[Opening RECORDS PROVIDED section]

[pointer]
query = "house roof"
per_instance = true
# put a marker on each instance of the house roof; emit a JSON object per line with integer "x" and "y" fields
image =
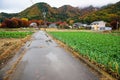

[Closing RECORDS PROVIDED section]

With the images excluded, output every record verbatim.

- **SOLVED EXERCISE**
[pointer]
query = "house roof"
per_instance = true
# put a marker on each instance of the house roof; emit a JSON object per line with integer "x" and "y" fields
image =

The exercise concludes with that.